[Excerpts of bounding box data]
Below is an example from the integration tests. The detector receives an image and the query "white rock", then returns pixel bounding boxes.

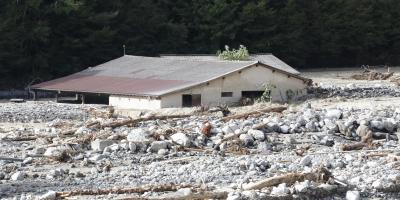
[22,157,33,164]
[11,172,25,181]
[171,133,190,147]
[247,129,265,141]
[239,134,254,146]
[294,180,311,193]
[271,183,290,195]
[150,141,169,152]
[222,124,239,134]
[38,191,57,200]
[43,146,66,157]
[90,139,115,151]
[300,155,312,166]
[346,191,360,200]
[325,109,342,119]
[372,179,383,189]
[126,128,151,143]
[128,142,136,152]
[280,124,290,134]
[369,120,384,130]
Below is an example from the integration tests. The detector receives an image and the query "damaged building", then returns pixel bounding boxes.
[31,54,309,109]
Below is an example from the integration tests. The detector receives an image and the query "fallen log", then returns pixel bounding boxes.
[222,106,287,122]
[243,167,332,190]
[60,115,191,136]
[101,115,191,128]
[0,156,24,162]
[341,142,368,151]
[56,184,193,198]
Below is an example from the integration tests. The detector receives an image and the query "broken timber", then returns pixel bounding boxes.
[56,184,193,198]
[222,106,287,122]
[243,168,332,190]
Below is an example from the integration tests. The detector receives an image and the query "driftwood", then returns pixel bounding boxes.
[341,142,368,151]
[222,106,287,122]
[61,115,191,135]
[56,184,193,198]
[0,156,24,162]
[118,191,228,200]
[243,167,332,190]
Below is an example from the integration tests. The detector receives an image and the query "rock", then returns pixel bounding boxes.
[239,134,254,147]
[149,141,169,152]
[128,142,136,152]
[176,188,192,196]
[300,155,312,166]
[346,191,360,200]
[294,180,311,193]
[226,192,241,200]
[89,154,107,162]
[157,149,168,156]
[171,133,190,147]
[247,129,265,141]
[90,139,116,152]
[369,120,384,130]
[11,172,25,181]
[356,125,370,137]
[280,124,290,134]
[271,183,290,195]
[372,179,383,189]
[38,191,57,200]
[43,146,67,158]
[305,121,317,132]
[222,124,239,134]
[383,118,396,133]
[126,128,151,143]
[325,109,342,119]
[22,157,33,165]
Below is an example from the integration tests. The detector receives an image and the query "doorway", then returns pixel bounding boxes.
[182,94,201,107]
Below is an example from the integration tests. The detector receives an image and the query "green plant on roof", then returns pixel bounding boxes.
[217,45,250,60]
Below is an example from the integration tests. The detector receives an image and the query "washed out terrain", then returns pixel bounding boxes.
[0,68,400,200]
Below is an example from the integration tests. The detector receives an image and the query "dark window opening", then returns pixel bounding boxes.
[240,91,264,105]
[182,94,201,107]
[221,92,233,97]
[242,91,264,99]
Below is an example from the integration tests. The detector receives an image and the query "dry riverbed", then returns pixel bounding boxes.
[0,69,400,200]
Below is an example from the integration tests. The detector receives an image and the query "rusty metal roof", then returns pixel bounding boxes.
[32,55,304,96]
[161,53,300,75]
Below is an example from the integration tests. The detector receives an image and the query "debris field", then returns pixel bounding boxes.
[0,69,400,200]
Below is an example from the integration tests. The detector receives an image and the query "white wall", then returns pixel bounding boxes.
[109,95,161,110]
[161,66,306,108]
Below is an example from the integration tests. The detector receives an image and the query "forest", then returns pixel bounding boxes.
[0,0,400,90]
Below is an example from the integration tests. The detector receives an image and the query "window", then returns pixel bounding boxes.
[221,92,233,97]
[182,94,201,107]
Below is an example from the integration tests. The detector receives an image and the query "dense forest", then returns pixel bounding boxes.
[0,0,400,89]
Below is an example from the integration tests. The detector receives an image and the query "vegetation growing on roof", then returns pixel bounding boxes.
[217,45,250,60]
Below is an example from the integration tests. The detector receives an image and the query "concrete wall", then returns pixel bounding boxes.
[109,95,161,110]
[109,66,306,110]
[161,66,306,108]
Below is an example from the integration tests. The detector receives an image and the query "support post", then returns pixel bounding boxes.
[81,94,85,104]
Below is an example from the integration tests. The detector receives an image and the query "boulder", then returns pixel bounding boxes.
[90,139,116,151]
[11,172,25,181]
[271,183,290,195]
[239,134,254,147]
[171,133,190,147]
[149,141,169,152]
[346,191,360,200]
[247,129,265,141]
[126,128,151,143]
[325,109,342,119]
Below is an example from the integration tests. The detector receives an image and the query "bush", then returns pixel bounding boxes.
[217,45,250,60]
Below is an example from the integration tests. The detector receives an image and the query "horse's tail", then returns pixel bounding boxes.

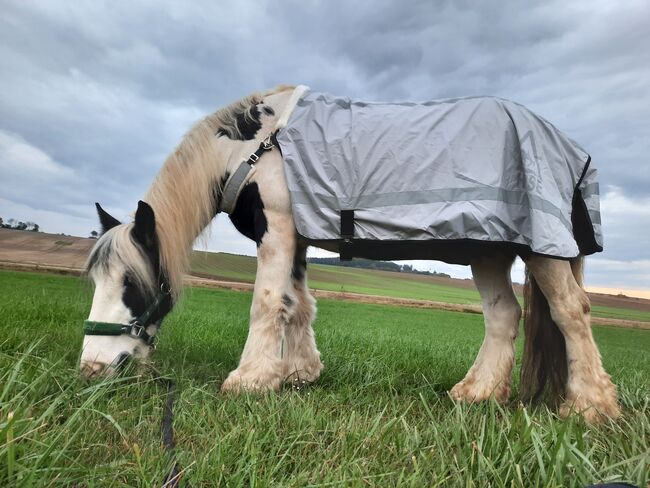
[519,256,584,402]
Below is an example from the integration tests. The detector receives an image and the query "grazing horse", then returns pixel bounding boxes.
[80,87,619,421]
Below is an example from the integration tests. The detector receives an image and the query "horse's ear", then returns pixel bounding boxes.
[133,200,156,249]
[95,202,122,234]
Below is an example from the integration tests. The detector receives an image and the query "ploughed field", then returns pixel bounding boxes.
[0,271,650,487]
[0,229,650,328]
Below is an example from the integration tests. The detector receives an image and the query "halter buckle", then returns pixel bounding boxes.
[129,322,145,339]
[262,134,275,151]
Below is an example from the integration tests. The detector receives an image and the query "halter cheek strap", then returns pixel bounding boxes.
[218,133,277,214]
[84,283,171,347]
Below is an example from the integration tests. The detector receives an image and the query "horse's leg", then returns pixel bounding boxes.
[221,211,298,391]
[526,256,619,422]
[450,256,521,402]
[284,246,323,382]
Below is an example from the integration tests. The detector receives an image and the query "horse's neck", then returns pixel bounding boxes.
[145,129,227,291]
[145,86,292,290]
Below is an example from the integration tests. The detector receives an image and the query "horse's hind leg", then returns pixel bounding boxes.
[284,246,323,382]
[450,256,521,402]
[526,256,619,422]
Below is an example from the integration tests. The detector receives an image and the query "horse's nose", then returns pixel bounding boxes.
[80,361,106,380]
[111,352,131,371]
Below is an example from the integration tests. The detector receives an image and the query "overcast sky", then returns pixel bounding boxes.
[0,0,650,289]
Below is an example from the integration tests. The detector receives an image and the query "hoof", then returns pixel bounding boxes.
[284,360,324,384]
[221,369,281,393]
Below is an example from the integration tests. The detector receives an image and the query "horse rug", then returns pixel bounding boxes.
[276,86,602,264]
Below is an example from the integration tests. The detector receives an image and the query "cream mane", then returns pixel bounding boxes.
[144,86,293,297]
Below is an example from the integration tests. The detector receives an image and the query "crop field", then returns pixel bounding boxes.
[0,263,650,487]
[192,251,650,321]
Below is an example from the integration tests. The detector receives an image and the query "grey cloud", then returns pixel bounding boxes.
[0,0,650,288]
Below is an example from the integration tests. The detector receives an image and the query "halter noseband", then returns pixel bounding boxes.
[84,283,172,347]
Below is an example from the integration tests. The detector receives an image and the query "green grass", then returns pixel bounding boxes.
[192,251,650,321]
[0,272,650,487]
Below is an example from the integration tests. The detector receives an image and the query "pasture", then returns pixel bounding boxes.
[0,269,650,487]
[192,251,650,322]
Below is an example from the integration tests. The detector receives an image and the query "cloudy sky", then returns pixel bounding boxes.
[0,0,650,289]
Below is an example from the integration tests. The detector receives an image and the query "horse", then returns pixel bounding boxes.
[80,86,620,422]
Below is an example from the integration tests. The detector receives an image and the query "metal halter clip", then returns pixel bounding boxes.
[131,322,144,339]
[262,134,275,151]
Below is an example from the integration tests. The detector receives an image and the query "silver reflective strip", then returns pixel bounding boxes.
[580,183,600,200]
[219,162,253,214]
[291,187,572,230]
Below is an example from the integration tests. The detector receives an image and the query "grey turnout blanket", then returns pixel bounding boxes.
[277,87,602,264]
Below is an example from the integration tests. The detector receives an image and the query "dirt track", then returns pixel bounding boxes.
[0,229,650,330]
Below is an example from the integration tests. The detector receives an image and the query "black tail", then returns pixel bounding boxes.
[519,257,583,404]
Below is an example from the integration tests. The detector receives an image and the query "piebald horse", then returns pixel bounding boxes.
[80,87,619,421]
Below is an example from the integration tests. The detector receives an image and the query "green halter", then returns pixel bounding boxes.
[84,283,172,347]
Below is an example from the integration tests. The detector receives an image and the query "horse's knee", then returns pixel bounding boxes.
[483,294,521,340]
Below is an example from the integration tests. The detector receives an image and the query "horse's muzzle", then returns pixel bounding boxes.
[80,352,132,380]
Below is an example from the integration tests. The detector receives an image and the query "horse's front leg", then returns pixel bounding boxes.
[221,211,297,391]
[450,256,521,402]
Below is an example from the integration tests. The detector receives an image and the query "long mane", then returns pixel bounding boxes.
[145,86,293,297]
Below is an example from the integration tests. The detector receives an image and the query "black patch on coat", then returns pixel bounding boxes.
[217,105,262,141]
[230,183,268,247]
[291,249,307,282]
[122,273,147,317]
[282,293,293,307]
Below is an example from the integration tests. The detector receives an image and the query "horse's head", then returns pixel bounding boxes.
[80,201,172,378]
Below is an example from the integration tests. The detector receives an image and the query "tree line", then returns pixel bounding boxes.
[0,217,41,232]
[307,258,450,278]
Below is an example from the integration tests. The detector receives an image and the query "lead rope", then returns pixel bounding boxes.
[160,378,177,488]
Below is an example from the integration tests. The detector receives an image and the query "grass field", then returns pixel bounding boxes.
[0,271,650,487]
[192,251,650,321]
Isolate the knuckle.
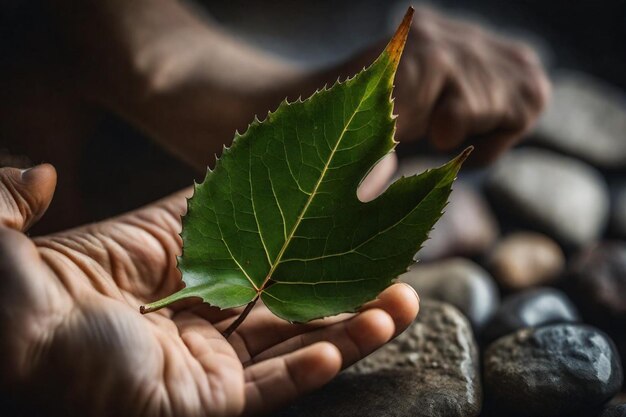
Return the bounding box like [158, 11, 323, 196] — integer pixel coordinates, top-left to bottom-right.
[511, 43, 540, 66]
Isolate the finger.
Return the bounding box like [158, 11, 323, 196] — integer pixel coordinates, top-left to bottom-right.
[171, 312, 245, 415]
[398, 44, 451, 140]
[467, 129, 523, 166]
[246, 308, 395, 367]
[222, 284, 419, 362]
[428, 92, 471, 152]
[0, 164, 56, 231]
[244, 342, 341, 415]
[356, 152, 398, 203]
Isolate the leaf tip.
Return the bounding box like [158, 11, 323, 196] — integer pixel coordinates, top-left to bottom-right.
[385, 6, 415, 67]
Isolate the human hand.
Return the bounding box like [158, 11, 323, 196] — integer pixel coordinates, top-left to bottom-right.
[343, 7, 550, 162]
[0, 165, 418, 417]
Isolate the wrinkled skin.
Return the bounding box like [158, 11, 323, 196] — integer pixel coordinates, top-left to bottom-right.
[0, 165, 418, 417]
[347, 7, 550, 163]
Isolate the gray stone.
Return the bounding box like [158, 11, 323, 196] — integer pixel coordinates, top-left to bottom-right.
[278, 301, 481, 417]
[611, 185, 626, 238]
[481, 288, 580, 342]
[487, 232, 565, 290]
[396, 158, 500, 261]
[398, 258, 500, 331]
[484, 324, 623, 416]
[534, 72, 626, 168]
[487, 148, 609, 247]
[566, 241, 626, 324]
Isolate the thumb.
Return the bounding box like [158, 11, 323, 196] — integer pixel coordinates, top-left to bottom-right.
[0, 164, 57, 231]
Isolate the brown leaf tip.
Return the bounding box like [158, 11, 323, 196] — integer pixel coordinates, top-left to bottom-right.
[385, 6, 415, 66]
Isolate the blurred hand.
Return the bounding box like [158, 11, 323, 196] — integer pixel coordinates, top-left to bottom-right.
[0, 165, 418, 417]
[347, 7, 550, 162]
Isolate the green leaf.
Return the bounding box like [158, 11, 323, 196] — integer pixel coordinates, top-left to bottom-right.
[142, 10, 469, 328]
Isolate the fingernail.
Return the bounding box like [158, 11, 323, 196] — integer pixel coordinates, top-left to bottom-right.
[20, 165, 39, 182]
[402, 282, 420, 302]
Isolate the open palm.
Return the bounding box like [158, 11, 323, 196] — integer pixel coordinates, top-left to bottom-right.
[0, 165, 418, 417]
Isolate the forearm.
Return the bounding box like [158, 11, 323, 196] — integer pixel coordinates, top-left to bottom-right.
[50, 0, 316, 168]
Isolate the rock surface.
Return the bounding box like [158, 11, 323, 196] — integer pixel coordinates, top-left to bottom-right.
[487, 232, 565, 290]
[481, 288, 580, 342]
[611, 185, 626, 238]
[395, 157, 500, 261]
[487, 148, 609, 247]
[417, 184, 500, 261]
[534, 72, 626, 168]
[598, 404, 626, 417]
[567, 241, 626, 331]
[484, 324, 623, 416]
[277, 301, 481, 417]
[399, 258, 500, 330]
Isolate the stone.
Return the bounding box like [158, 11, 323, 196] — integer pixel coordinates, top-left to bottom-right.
[611, 184, 626, 238]
[598, 404, 626, 417]
[487, 148, 609, 247]
[481, 288, 580, 343]
[398, 258, 500, 331]
[566, 241, 626, 324]
[484, 324, 623, 416]
[396, 158, 500, 261]
[487, 232, 565, 290]
[533, 72, 626, 168]
[277, 300, 482, 417]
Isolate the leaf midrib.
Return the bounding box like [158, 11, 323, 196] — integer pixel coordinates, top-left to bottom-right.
[255, 63, 389, 294]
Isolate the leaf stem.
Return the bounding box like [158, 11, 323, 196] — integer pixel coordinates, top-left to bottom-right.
[139, 288, 192, 314]
[222, 294, 261, 339]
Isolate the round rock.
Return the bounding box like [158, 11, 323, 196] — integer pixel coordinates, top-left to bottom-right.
[484, 324, 623, 416]
[278, 301, 482, 417]
[487, 148, 610, 247]
[487, 232, 565, 290]
[481, 288, 580, 343]
[611, 185, 626, 238]
[399, 258, 500, 330]
[567, 241, 626, 330]
[533, 72, 626, 168]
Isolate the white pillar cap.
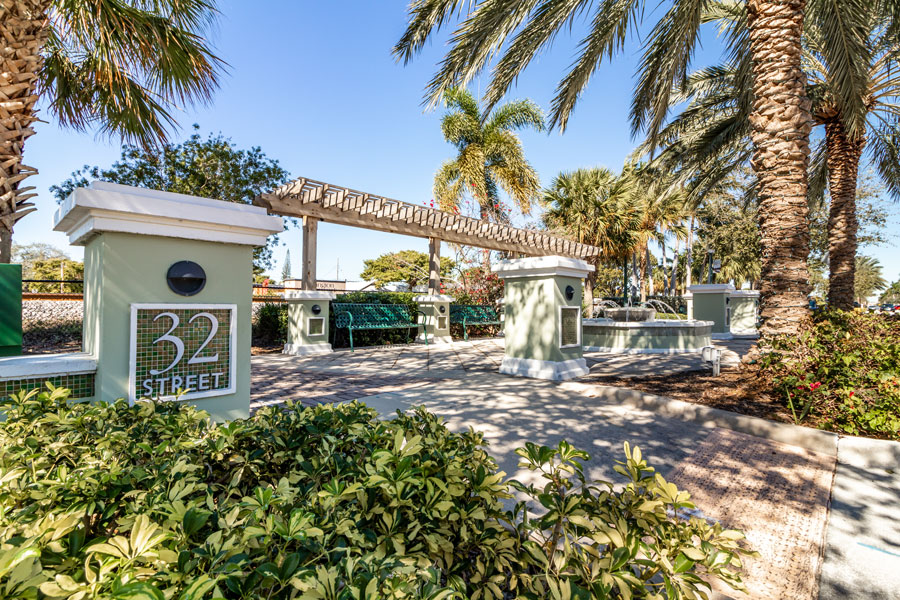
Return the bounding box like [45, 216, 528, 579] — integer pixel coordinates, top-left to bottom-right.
[688, 283, 734, 294]
[491, 256, 594, 279]
[53, 181, 284, 246]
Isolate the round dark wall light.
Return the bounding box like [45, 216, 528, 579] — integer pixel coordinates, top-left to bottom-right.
[166, 260, 206, 296]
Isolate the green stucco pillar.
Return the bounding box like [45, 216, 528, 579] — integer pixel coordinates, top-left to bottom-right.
[54, 181, 284, 421]
[493, 256, 594, 381]
[283, 290, 335, 356]
[688, 283, 734, 339]
[729, 290, 759, 337]
[413, 294, 453, 344]
[0, 264, 22, 356]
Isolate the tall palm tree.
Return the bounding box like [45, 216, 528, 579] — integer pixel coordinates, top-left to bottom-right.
[541, 167, 642, 310]
[854, 256, 888, 304]
[622, 163, 687, 301]
[434, 88, 544, 222]
[394, 0, 812, 333]
[0, 0, 224, 262]
[644, 1, 900, 309]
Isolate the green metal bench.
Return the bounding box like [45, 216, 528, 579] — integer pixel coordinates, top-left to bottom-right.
[332, 303, 428, 352]
[450, 304, 501, 340]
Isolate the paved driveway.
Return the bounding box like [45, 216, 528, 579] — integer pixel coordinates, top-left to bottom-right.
[252, 340, 900, 600]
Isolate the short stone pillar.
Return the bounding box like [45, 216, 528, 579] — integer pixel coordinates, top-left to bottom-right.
[283, 289, 335, 356]
[493, 256, 594, 381]
[54, 181, 284, 421]
[729, 290, 759, 337]
[689, 283, 734, 339]
[413, 294, 453, 344]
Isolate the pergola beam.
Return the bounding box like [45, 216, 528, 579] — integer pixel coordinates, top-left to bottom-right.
[253, 173, 600, 258]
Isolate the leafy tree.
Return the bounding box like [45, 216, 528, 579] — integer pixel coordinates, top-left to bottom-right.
[541, 167, 644, 298]
[693, 194, 761, 288]
[12, 242, 84, 292]
[281, 250, 291, 282]
[360, 250, 454, 291]
[0, 0, 224, 262]
[853, 256, 887, 304]
[50, 131, 288, 272]
[878, 279, 900, 304]
[434, 88, 544, 222]
[394, 0, 816, 333]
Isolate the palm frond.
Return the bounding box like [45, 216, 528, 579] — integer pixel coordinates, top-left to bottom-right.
[630, 0, 710, 146]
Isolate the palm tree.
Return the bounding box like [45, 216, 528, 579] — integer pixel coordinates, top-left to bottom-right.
[434, 88, 544, 222]
[394, 0, 812, 333]
[541, 167, 642, 310]
[0, 0, 223, 262]
[854, 256, 888, 305]
[622, 163, 688, 301]
[644, 2, 900, 309]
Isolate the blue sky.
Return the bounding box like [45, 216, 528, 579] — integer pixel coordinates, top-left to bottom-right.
[14, 0, 900, 280]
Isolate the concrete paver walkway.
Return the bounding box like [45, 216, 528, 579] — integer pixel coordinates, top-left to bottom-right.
[252, 340, 900, 600]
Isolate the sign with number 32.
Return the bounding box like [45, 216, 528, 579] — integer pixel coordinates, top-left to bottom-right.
[129, 304, 237, 402]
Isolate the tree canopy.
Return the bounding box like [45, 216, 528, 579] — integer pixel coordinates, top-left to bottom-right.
[360, 250, 455, 290]
[50, 130, 289, 271]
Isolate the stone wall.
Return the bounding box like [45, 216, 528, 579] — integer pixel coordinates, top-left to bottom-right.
[22, 299, 263, 331]
[22, 300, 84, 331]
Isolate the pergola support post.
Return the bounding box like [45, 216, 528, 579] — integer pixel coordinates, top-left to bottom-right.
[300, 217, 319, 291]
[428, 238, 441, 294]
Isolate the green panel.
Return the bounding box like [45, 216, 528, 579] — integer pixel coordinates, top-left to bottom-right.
[287, 298, 331, 346]
[0, 264, 22, 356]
[0, 373, 94, 400]
[132, 306, 233, 400]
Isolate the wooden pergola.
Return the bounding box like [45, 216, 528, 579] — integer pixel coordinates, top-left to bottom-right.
[253, 177, 600, 293]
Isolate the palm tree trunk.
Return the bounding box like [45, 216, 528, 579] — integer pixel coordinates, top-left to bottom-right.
[825, 118, 866, 310]
[747, 0, 812, 334]
[584, 261, 599, 319]
[0, 0, 52, 263]
[684, 215, 694, 293]
[669, 235, 681, 296]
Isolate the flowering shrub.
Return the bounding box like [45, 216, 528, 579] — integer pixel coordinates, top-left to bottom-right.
[760, 310, 900, 439]
[0, 390, 747, 600]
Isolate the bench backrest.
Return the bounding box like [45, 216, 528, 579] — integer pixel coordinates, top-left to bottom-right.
[450, 304, 500, 324]
[332, 303, 415, 329]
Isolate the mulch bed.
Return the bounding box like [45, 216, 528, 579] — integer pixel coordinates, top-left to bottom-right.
[591, 368, 811, 425]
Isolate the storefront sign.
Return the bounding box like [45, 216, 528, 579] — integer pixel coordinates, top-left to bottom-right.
[129, 304, 237, 402]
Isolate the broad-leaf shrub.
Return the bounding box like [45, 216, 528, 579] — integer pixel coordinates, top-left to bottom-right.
[759, 310, 900, 439]
[0, 390, 746, 600]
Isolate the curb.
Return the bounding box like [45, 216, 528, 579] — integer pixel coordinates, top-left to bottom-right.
[562, 382, 836, 458]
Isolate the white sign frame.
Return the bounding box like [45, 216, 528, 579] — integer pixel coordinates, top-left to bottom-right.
[128, 302, 237, 405]
[558, 306, 583, 350]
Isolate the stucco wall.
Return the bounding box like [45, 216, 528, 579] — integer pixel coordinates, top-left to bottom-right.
[504, 277, 582, 362]
[84, 233, 252, 419]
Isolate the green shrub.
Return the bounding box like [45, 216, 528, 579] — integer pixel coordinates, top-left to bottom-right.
[0, 390, 747, 600]
[253, 302, 287, 346]
[759, 310, 900, 439]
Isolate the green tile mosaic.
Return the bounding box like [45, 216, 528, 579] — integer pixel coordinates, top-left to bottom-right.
[0, 373, 94, 399]
[132, 307, 233, 398]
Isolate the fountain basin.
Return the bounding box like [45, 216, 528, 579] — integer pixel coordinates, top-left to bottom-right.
[582, 316, 714, 354]
[603, 306, 656, 323]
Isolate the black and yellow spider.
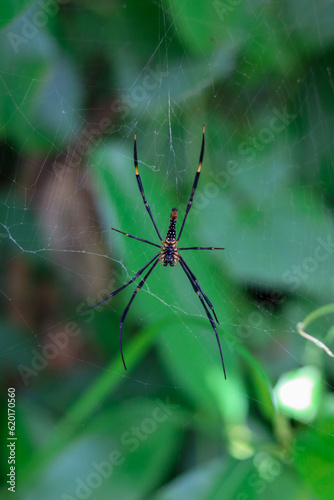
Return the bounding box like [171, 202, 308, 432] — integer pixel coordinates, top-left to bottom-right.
[82, 125, 226, 379]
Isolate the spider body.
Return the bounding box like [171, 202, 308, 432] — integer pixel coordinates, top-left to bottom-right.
[82, 125, 226, 379]
[160, 208, 180, 266]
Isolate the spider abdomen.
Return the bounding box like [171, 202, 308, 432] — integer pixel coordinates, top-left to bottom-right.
[166, 208, 178, 245]
[162, 243, 176, 266]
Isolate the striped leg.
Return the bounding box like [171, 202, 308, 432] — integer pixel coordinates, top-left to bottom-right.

#### Instructions for the task
From the start of the records through the line containing "[31,54,309,109]", rewrite every line with each bounding box coordinate in the answers scaled by 1.75 and rounded to a whole number (halves up), keeping the request lines unchanged. Leave out the pictures.

#### Solution to the exercise
Below is an example from the integration tests. The detector receives an image and the query "white rock", then returns pixel bounding boxes.

[39,275,58,287]
[19,301,44,317]
[299,233,333,257]
[432,226,464,247]
[418,235,445,256]
[515,315,544,338]
[474,320,508,341]
[263,247,296,266]
[389,217,418,235]
[67,334,100,350]
[75,256,116,275]
[158,243,201,264]
[525,271,546,291]
[606,334,630,350]
[569,191,599,208]
[651,313,670,331]
[221,224,264,250]
[224,249,238,266]
[490,217,508,235]
[646,210,672,228]
Below is an example from the integration tests. The detector receives an image and the query "damaged building", then returns pixel bounding boxes.
[54,95,541,191]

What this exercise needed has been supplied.